— Begin Exercise input —
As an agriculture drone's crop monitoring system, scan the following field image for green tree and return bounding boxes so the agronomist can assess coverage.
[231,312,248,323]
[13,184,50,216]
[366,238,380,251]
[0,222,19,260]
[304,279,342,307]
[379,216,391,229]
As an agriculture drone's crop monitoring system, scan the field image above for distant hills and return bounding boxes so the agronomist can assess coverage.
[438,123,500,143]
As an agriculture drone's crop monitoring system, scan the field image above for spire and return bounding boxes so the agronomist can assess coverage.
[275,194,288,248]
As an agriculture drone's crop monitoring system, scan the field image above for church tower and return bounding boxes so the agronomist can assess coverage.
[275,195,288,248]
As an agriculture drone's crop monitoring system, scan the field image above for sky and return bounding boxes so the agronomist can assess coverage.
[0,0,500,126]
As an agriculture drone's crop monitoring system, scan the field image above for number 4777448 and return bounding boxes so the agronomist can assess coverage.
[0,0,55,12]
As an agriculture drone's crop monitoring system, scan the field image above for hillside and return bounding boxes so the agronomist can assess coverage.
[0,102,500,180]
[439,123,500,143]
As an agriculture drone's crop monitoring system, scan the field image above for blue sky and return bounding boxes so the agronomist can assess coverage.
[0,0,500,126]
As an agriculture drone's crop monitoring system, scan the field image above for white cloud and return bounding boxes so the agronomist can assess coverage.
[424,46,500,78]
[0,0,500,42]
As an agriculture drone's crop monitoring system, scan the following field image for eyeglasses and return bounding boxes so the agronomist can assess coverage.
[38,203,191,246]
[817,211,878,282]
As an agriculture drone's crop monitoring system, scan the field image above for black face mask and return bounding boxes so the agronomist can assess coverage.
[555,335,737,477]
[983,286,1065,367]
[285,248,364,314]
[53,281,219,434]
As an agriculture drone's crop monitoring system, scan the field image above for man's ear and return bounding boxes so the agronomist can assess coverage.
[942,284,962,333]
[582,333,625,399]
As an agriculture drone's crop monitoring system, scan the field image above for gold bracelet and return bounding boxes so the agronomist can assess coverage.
— End Exercise input —
Output the lines above, starting at the first one and going on through the line containing "[439,123,500,143]", as a two-column CSV with the header text,answer. Give one row for each line of wording together with the coordinate lines beneath it, and put each value in a single quoted field with line breaks replaced by spaces.

text,answer
"As an agriculture drone's crop monitoring system, scan the following field image for green tree and return bounding boxes so the agronomist can assess coverage.","[231,312,248,323] [13,184,50,216] [366,238,380,251] [0,222,19,260] [304,279,342,307] [379,216,391,229]"
"As an agriculture drone's crop monitoring system, scan the field image above for distant hills and return bounding boxes so the agronomist can assess coverage.","[438,123,500,143]"
"As an agriculture drone's crop monitoring system, scan the field image above for spire and return bounding boxes so the agronomist can assess coverage.","[275,194,288,248]"
"As an agriculture drone's crop monitoring system, scan the field image above for church tower and return bounding boxes so the agronomist can assess coverage.","[275,195,288,248]"
"As an agriculture drone's crop monitoring system, scan the field image above for sky and return bounding boxes so the agronomist can assess coverage.","[0,0,500,126]"
"As an agriculture drone's crop monitoring system, scan the field image above for number 4777448 and return bounding boxes so the agronomist can assess coverage.","[0,0,55,12]"
"As an agriculture drone's crop monitoring system, scan the field image above for hillside and return bounding boxes so the agronomist can assess coverage.","[0,102,500,180] [439,123,500,143]"